▶ **Ausgewählter Text**:
Die Worte stammen aus der Feder eines Münchners, der einst als Dichterfürst gefeiert wurde. 1910 ernannte ihn die Stadt zum Ehrenbürger, im selben Jahr verlieh ihm Prinzregent Luitpold den persönlichen Adelstitel und die Schwedische Akademie ihm den Nobelpreis für Literatur. Damals gab es bereits das Bauwerk, das bis heute nach dem Schriftsteller und Dramatiker benannt ist und das der 1914 verstorbene Dichter vermutlich verächtlich als Schlund bezeichnet hätte: die Paul-Heyse-Unterführung.

▶ **Zu erledigen**:
**a.** In welchem Jahr erhielt der Dichter laut dem Text über die Paul-Heyse-Unterführung den Nobelpreis für Literatur?
**b.** Gib nur die Zeilen der Einträge von der Zeile mit "Every instance of the silver" bis einschließlich der Zeile mit "pixel 252 293" erneut wieder. Benenne darin "headlight" in "headlamp" um und lass alles andere unverändert.
Die Einträge haben mit dem Text über die Paul-Heyse-Unterführung nichts zu tun.

▶ **Liste der Einträge**:
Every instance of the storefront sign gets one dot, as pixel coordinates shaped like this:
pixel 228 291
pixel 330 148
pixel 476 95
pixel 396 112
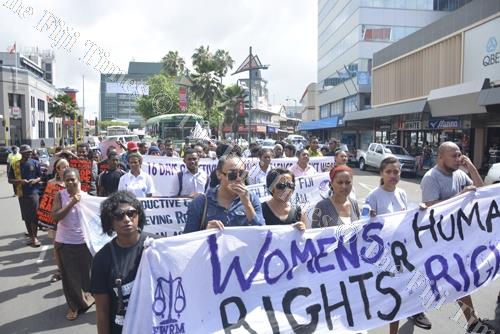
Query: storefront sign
pixel 444 123
pixel 410 125
pixel 482 52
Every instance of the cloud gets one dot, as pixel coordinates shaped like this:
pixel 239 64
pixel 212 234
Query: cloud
pixel 282 33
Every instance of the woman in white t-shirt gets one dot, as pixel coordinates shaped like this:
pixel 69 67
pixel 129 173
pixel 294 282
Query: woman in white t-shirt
pixel 388 198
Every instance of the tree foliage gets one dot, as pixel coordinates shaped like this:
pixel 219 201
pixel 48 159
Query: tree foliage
pixel 209 70
pixel 163 98
pixel 173 64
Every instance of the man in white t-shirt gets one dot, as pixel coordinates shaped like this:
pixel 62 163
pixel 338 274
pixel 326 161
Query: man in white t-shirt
pixel 446 180
pixel 193 180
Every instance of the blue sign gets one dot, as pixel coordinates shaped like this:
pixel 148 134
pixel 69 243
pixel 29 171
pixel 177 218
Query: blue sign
pixel 444 123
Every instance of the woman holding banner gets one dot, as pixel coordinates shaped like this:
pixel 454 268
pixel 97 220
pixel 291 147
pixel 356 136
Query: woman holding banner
pixel 339 208
pixel 56 184
pixel 115 265
pixel 388 198
pixel 136 181
pixel 278 210
pixel 74 256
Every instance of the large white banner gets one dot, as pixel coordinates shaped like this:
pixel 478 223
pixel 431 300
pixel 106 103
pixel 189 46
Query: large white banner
pixel 279 280
pixel 167 216
pixel 164 170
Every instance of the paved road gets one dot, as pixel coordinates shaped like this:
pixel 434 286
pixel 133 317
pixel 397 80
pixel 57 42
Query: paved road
pixel 29 303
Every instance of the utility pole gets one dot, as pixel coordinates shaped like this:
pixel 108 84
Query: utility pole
pixel 251 63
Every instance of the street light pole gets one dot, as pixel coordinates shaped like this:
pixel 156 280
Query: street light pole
pixel 250 101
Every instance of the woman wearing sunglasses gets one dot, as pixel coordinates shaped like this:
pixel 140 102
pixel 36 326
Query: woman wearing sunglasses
pixel 115 266
pixel 74 256
pixel 339 208
pixel 228 204
pixel 57 182
pixel 278 210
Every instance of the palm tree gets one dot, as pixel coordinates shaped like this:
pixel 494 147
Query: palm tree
pixel 223 62
pixel 207 69
pixel 63 107
pixel 173 64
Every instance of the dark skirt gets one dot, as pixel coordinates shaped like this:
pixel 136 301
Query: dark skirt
pixel 75 262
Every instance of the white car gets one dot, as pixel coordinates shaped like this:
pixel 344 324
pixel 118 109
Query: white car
pixel 493 175
pixel 268 143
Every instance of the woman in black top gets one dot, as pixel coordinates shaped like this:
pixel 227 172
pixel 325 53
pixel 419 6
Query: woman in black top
pixel 115 266
pixel 278 210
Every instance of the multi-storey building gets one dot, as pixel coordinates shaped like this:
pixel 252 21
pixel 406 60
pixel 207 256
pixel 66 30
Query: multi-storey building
pixel 118 100
pixel 25 90
pixel 349 33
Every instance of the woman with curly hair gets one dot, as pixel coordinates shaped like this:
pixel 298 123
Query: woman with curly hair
pixel 115 266
pixel 72 252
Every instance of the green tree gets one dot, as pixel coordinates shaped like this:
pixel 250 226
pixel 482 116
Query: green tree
pixel 209 69
pixel 63 107
pixel 173 64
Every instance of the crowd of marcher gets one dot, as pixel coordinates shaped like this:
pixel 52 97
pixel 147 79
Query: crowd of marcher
pixel 219 200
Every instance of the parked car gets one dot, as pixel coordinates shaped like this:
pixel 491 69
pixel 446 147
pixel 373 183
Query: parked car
pixel 4 153
pixel 377 152
pixel 493 175
pixel 43 155
pixel 268 143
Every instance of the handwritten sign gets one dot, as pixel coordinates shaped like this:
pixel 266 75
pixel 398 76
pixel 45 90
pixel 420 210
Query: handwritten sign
pixel 85 168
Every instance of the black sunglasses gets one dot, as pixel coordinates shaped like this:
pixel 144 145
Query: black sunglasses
pixel 120 214
pixel 283 186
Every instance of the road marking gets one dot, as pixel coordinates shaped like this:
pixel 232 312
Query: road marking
pixel 367 187
pixel 42 254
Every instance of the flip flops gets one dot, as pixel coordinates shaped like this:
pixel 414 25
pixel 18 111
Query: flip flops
pixel 55 277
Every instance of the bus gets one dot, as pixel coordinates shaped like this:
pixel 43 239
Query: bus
pixel 176 127
pixel 116 130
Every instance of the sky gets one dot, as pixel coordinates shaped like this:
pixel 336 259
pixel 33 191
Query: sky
pixel 283 33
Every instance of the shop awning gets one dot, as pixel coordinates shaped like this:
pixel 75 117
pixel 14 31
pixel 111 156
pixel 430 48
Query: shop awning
pixel 488 97
pixel 390 110
pixel 461 99
pixel 325 123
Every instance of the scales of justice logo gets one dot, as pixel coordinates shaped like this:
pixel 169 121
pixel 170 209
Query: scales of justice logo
pixel 169 298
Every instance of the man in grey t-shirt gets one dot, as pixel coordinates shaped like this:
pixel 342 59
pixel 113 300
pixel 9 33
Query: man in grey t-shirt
pixel 446 180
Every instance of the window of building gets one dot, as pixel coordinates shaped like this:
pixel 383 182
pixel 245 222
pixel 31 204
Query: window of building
pixel 51 130
pixel 336 108
pixel 404 4
pixel 324 111
pixel 338 49
pixel 350 104
pixel 41 129
pixel 386 33
pixel 41 105
pixel 15 100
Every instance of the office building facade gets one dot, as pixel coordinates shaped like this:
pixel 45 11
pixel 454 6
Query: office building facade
pixel 349 33
pixel 119 93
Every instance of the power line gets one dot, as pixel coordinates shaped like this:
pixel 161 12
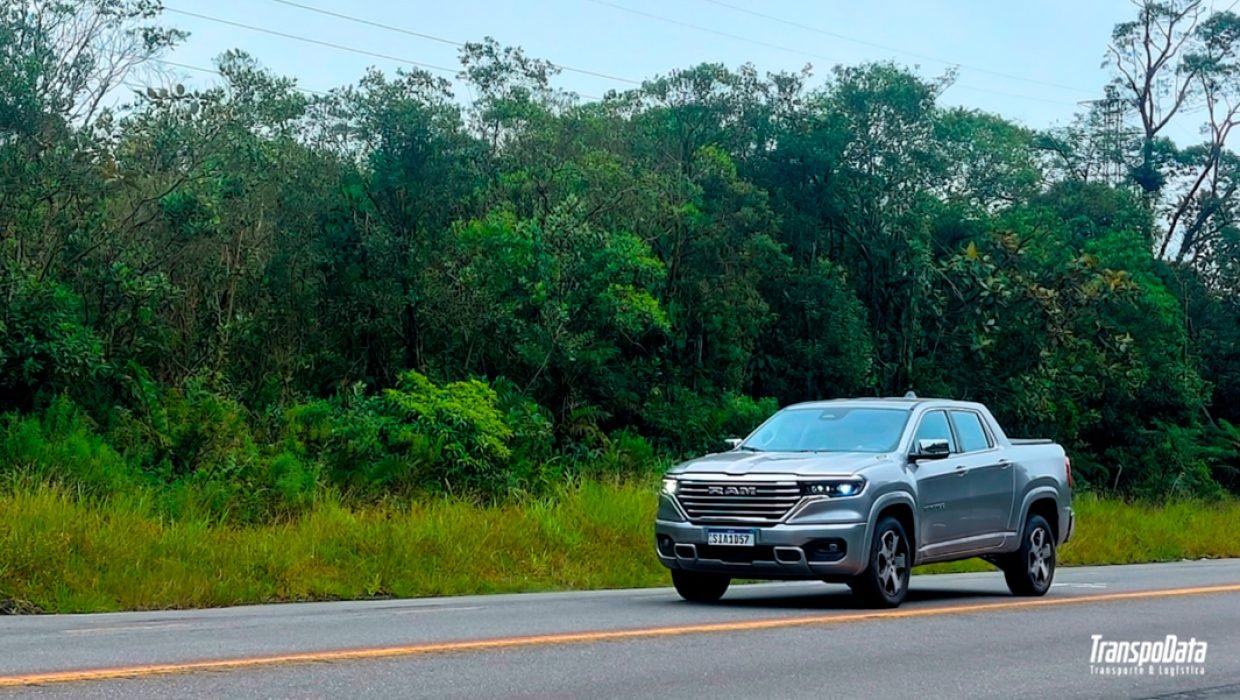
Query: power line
pixel 330 45
pixel 315 41
pixel 212 71
pixel 440 40
pixel 914 55
pixel 790 50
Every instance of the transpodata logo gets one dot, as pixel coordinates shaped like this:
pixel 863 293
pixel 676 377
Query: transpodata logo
pixel 1171 656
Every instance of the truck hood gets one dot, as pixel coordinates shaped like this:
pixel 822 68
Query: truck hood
pixel 799 463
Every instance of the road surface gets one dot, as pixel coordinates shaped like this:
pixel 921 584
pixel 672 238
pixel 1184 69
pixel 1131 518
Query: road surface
pixel 959 636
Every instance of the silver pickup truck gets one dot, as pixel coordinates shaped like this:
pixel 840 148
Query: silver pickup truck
pixel 859 491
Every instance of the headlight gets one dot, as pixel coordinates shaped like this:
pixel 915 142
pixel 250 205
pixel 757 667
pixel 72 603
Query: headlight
pixel 831 488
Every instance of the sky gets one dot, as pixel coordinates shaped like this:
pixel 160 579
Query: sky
pixel 1031 62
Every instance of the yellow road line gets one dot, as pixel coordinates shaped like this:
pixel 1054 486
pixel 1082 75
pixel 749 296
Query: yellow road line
pixel 582 637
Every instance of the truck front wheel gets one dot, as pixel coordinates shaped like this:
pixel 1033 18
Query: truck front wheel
pixel 699 587
pixel 1031 569
pixel 885 581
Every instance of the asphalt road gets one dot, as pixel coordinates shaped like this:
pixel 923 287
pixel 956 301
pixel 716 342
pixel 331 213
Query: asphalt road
pixel 957 636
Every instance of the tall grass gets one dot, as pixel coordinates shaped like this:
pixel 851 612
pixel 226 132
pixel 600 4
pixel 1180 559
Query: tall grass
pixel 61 551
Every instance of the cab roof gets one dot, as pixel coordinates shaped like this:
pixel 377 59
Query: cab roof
pixel 884 402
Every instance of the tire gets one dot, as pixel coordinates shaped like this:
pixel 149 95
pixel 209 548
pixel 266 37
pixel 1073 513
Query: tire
pixel 1031 570
pixel 699 587
pixel 885 580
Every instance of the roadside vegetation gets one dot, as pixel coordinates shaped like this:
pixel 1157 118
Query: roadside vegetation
pixel 259 343
pixel 62 553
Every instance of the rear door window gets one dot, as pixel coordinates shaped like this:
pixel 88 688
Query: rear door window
pixel 970 430
pixel 934 426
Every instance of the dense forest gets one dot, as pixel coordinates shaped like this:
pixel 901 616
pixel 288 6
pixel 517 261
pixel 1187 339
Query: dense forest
pixel 252 293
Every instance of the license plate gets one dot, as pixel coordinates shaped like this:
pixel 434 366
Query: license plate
pixel 730 538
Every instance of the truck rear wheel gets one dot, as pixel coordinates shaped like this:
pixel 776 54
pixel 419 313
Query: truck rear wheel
pixel 1031 569
pixel 885 581
pixel 699 587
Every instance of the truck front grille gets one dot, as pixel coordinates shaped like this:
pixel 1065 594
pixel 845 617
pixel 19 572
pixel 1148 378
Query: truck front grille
pixel 737 501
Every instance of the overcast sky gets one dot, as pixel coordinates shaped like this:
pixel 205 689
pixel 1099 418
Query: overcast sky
pixel 1032 62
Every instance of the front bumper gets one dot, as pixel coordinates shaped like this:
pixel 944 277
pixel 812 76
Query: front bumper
pixel 783 551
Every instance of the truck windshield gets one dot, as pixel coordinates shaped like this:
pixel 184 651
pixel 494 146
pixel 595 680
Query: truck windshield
pixel 830 430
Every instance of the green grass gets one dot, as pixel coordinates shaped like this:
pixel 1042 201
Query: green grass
pixel 65 554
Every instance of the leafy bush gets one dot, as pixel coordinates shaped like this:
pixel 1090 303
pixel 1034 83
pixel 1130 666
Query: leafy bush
pixel 45 346
pixel 687 423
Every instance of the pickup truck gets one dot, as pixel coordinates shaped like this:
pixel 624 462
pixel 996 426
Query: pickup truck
pixel 857 492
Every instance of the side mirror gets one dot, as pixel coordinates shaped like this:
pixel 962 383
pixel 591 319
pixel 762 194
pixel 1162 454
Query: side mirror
pixel 931 449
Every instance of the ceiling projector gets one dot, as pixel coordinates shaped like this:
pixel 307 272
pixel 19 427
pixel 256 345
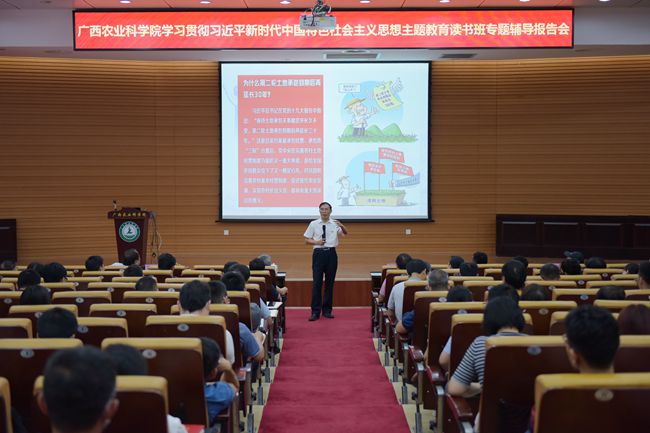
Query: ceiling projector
pixel 318 18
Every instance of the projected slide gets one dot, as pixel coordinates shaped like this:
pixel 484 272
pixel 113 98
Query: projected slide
pixel 296 134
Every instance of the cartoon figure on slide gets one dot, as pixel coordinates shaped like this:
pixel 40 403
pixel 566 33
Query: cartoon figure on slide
pixel 360 115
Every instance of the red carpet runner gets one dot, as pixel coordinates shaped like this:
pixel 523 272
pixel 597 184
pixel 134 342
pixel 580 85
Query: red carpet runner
pixel 330 380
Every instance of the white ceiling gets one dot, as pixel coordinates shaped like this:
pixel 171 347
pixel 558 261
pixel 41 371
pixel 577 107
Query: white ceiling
pixel 43 28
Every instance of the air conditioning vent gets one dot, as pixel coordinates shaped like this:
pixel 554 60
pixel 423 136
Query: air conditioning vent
pixel 458 56
pixel 351 56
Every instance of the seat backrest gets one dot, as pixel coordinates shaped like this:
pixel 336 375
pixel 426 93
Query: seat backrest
pixel 243 301
pixel 22 360
pixel 617 306
pixel 637 295
pixel 93 330
pixel 116 288
pixel 188 327
pixel 579 296
pixel 138 396
pixel 82 299
pixel 5 407
pixel 440 314
pixel 595 403
pixel 33 312
pixel 421 318
pixel 7 300
pixel 81 283
pixel 410 288
pixel 541 312
pixel 135 314
pixel 605 273
pixel 15 328
pixel 511 365
pixel 625 284
pixel 201 273
pixel 180 361
pixel 164 300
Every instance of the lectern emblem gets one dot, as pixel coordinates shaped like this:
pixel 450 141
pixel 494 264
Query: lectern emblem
pixel 129 231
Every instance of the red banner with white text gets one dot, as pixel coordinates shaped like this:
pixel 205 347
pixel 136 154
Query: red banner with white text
pixel 189 30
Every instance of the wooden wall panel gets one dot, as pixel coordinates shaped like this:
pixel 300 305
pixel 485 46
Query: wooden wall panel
pixel 556 136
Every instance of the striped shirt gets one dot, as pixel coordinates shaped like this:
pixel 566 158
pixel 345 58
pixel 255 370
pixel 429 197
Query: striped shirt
pixel 472 367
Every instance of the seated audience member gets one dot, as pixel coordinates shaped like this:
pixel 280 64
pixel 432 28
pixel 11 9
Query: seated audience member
pixel 570 267
pixel 521 259
pixel 252 345
pixel 536 292
pixel 592 339
pixel 596 263
pixel 27 278
pixel 133 271
pixel 503 290
pixel 146 284
pixel 631 268
pixel 480 258
pixel 468 269
pixel 194 300
pixel 7 265
pixel 634 320
pixel 502 317
pixel 437 280
pixel 417 270
pixel 257 264
pixel 56 323
pixel 131 257
pixel 400 262
pixel 549 272
pixel 79 391
pixel 575 255
pixel 246 273
pixel 94 263
pixel 166 261
pixel 219 394
pixel 128 361
pixel 35 295
pixel 54 273
pixel 513 273
pixel 644 276
pixel 455 262
pixel 611 293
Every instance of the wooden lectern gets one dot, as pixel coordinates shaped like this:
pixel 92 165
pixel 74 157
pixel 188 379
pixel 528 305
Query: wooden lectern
pixel 131 227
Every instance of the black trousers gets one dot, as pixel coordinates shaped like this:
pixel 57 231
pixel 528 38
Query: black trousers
pixel 324 261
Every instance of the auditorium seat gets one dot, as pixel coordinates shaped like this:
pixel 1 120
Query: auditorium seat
pixel 16 328
pixel 135 314
pixel 201 273
pixel 81 283
pixel 93 330
pixel 138 396
pixel 22 360
pixel 625 284
pixel 33 312
pixel 7 300
pixel 180 361
pixel 82 299
pixel 163 300
pixel 159 274
pixel 5 407
pixel 116 288
pixel 541 312
pixel 594 403
pixel 579 296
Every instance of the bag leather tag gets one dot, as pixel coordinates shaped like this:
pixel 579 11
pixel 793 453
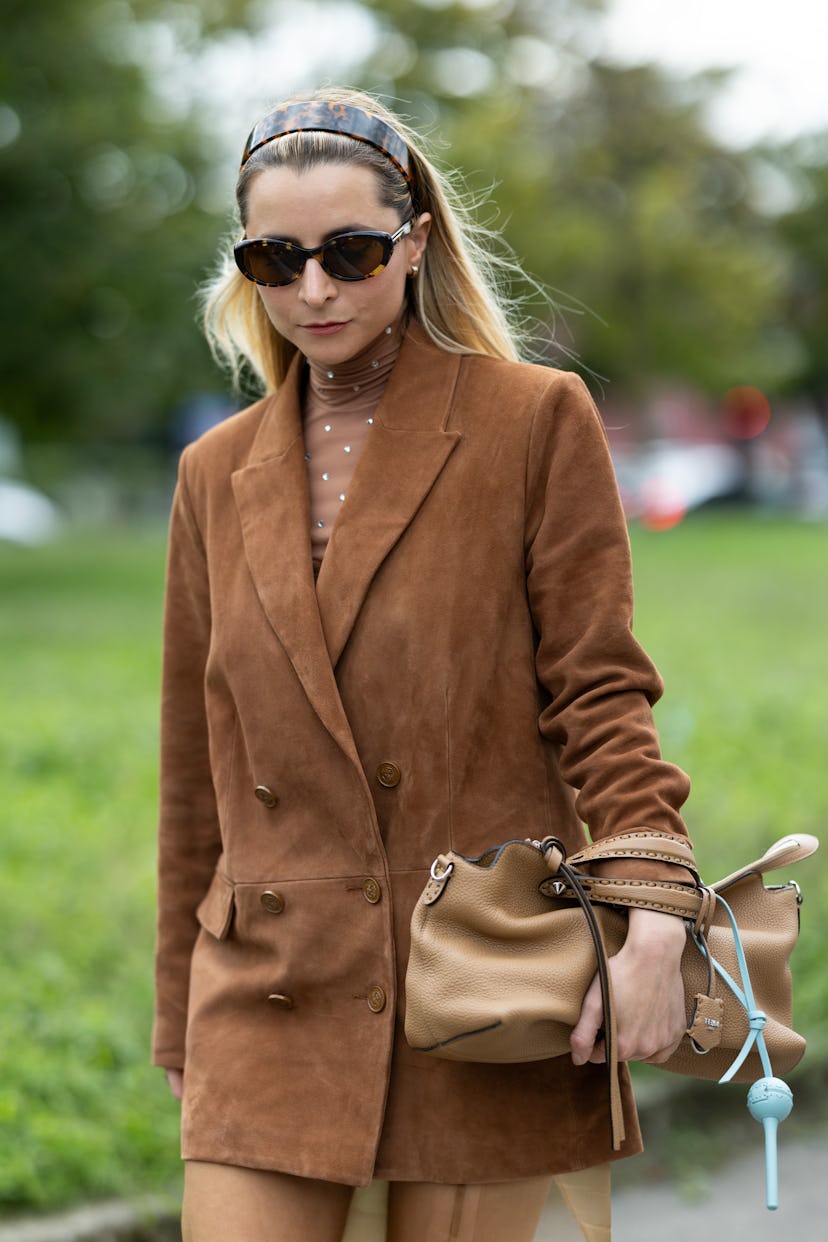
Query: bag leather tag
pixel 705 1028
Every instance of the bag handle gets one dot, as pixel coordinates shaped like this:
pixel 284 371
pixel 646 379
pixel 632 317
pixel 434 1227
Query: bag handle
pixel 785 851
pixel 555 858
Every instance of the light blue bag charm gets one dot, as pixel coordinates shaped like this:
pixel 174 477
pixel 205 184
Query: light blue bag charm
pixel 770 1099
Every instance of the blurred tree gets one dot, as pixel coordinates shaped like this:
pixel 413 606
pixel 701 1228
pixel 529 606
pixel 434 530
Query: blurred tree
pixel 803 229
pixel 612 188
pixel 104 234
pixel 608 184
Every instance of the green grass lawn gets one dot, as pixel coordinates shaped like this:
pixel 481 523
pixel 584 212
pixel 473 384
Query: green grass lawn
pixel 733 609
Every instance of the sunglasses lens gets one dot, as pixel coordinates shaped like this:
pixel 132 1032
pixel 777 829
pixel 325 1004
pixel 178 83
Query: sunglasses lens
pixel 270 262
pixel 355 256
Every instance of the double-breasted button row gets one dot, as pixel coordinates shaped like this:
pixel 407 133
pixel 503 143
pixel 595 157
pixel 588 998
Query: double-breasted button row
pixel 389 775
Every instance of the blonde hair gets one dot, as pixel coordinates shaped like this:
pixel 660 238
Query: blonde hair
pixel 459 297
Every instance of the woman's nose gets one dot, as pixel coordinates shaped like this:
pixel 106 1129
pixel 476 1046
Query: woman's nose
pixel 315 286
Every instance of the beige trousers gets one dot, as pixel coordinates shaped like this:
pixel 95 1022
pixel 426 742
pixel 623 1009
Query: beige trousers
pixel 222 1201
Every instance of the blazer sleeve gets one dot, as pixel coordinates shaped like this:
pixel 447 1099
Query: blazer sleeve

▶ **Antworten**:
**a.** Im Jahr 1910.

**b.**
Every instance of the silver pickup truck gets one dot, as pixel coordinates shaped like this:
pixel 840 148
Query: silver pickup truck
pixel 859 491
Every instance of the headlamp gets one dot, as pixel coordinates shaped like this:
pixel 915 142
pixel 250 205
pixel 757 667
pixel 72 603
Query: headlamp
pixel 831 488
Every instance of the sky gets one dot, as pixel coordinates shaped like this:
pixel 160 579
Query: sky
pixel 1031 62
Every instance of the yellow road line gets one dot, as pixel coordinates shaped like this:
pixel 1054 486
pixel 1082 75
pixel 749 296
Query: yellow road line
pixel 582 637
Every instance of the truck front wheel gets one dot, as pixel coordinates shaped like this:
pixel 1033 18
Query: truck front wheel
pixel 699 587
pixel 1031 569
pixel 885 581
Every instance of the asphalt road gets one dot, as pixel coordinates shaped like this:
pixel 923 287
pixel 956 301
pixel 716 342
pixel 331 213
Query: asphalt road
pixel 957 636
Every instance of the tall grass gets one dot, as pixel coordinates shaped like this:
pixel 851 612
pixel 226 132
pixel 600 4
pixel 1180 559
Query: tall grass
pixel 61 551
Every instance of the cab roof gets one dot, as pixel coordinates shaped like this:
pixel 377 59
Query: cab roof
pixel 884 402
Every instance of the tire gets one dot, as pixel coordinates shaped like this:
pixel 149 95
pixel 209 548
pixel 266 37
pixel 1073 513
Query: tire
pixel 1031 570
pixel 699 587
pixel 885 580
Every instance of the roadside vegetation gets one dot, as pixel coordinates shaped like this:
pixel 1157 118
Query: roadside vegetation
pixel 259 343
pixel 62 553
Every instance of the rear door window gets one dot, as pixel coordinates shaped like this:
pixel 88 688
Query: rear door window
pixel 970 430
pixel 934 426
Every instance of the dense forest gets one dot, as pixel coordinates shaped like this:
pixel 901 616
pixel 288 6
pixel 517 261
pixel 1187 339
Query: dense forest
pixel 252 293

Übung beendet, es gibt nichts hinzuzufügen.